(Beginning of Selected passage)
Sunday, May 9th, 2010

By 1975, Walt Disney Productions had given up any pretense that it was ever going to build Walt’s city of the future in Florida. The stirring images of Progress City had disappeared from their promotional materials, and by July of that year a Disney spokesman publicly stated that “the concept that was originally envisioned is no longer relevant.”1 Yet Disney executives still planned to go forward with an EPCOT project; after all, most of the concessions that Walt Disney World had obtained from the Florida government were predicated on the assumption that they were necessary for the EPCOT dream to become reality. Outside of the legislature, the public was clamoring for information on EPCOT. The vision of Walt’s futuristic city had been well-publicized in the run-up to Walt Disney World’s opening, and the people of Florida would not forget it easily. With this constant pressure from the outside, it was clear that despite Disney CEO Card Walker’s back-pedaling, EPCOT was not going to go away.
(End of Selected passage)
(Beginning of Extracted data)
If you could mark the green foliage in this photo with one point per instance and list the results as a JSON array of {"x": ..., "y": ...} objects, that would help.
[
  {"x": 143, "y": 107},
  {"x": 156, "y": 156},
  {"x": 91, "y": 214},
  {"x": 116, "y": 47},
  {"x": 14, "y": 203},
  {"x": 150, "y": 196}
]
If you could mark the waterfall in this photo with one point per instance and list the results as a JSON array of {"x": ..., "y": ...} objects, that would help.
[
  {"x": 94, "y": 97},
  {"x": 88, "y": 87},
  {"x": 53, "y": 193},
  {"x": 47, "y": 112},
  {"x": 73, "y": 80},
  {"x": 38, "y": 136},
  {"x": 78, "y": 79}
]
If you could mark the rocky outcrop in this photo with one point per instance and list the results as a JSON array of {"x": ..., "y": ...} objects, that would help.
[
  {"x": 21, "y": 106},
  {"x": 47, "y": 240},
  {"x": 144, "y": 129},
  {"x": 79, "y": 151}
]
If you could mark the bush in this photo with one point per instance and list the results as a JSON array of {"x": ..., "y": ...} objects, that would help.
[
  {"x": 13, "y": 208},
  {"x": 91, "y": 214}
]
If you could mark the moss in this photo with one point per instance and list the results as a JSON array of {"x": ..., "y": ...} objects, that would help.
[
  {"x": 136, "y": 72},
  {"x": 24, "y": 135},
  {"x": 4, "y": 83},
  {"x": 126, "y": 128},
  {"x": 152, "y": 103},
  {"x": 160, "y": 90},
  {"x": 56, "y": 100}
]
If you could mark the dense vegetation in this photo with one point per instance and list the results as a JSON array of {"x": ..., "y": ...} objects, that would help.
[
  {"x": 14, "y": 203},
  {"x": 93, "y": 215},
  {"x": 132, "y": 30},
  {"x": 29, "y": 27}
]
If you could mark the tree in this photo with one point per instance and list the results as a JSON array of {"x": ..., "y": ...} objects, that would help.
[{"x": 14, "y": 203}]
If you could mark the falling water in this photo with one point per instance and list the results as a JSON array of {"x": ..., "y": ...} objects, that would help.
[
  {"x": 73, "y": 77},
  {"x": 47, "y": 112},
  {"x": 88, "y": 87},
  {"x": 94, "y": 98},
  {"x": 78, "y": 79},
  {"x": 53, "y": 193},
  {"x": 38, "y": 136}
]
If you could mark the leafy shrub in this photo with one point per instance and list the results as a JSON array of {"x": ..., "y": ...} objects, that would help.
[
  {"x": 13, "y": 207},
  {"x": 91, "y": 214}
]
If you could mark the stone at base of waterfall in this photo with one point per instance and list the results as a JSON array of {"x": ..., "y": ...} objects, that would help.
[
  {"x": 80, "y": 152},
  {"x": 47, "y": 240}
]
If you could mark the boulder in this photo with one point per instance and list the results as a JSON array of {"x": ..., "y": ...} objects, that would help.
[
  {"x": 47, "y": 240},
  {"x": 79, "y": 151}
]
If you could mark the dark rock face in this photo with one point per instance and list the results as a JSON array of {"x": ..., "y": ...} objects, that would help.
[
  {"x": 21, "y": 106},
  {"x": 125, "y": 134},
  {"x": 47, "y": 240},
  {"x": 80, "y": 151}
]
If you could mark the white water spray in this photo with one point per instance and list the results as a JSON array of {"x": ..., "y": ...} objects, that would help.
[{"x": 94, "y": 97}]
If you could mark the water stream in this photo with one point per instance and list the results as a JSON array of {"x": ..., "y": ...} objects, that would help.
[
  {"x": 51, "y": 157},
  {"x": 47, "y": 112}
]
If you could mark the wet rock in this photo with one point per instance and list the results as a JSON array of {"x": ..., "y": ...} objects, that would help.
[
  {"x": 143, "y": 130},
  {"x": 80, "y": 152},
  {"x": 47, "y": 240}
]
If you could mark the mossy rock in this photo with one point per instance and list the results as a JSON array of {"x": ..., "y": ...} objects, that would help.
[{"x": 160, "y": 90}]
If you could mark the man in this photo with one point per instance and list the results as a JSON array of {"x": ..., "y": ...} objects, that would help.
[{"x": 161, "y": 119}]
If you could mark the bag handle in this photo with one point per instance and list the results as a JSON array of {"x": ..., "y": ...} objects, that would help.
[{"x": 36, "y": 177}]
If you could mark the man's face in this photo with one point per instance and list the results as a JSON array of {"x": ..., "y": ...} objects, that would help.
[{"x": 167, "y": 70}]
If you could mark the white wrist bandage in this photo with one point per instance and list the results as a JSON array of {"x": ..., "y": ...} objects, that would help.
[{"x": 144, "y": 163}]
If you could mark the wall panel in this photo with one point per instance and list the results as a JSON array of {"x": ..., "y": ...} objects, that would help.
(End of Extracted data)
**Task details:** Continue the passage on Disney's EPCOT plans from its last sentence. The rows are separate material and bear no relation to the passage on Disney's EPCOT plans.

**Answer space:**
As the original EPCOT concept of an actual working city faded away, Disney slowly began to promote the narrative that the Walt Disney World property itself, with its innovative use of technology and new systems, was EPCOT made real. EPCOT was never meant to be an actual city, the story would go as the decades passed, but instead it was the set of values upon which the Florida property was modeled. In 1975, the memory of Walt’s EPCOT film with its soaring skyscrapers and swooping peoplemovers was still too fresh in the public consciousness for this story to have worked, and the company was fairly candid in its admissions that they were changing EPCOT into a form with which they were more comfortable – that of themed entertainment. Disney still planned on incorporating many of EPCOT’s ideas into its Florida property, but instead of permanent residents it would house and service a transient population of tourists and corporate personnel. The elements in and around Walt Disney World derived from the EPCOT philosophy would then be made accessible to the public through a series of themed attractions that would inform guests about the various EPCOT initiatives and allow them to experience the innovations firsthand.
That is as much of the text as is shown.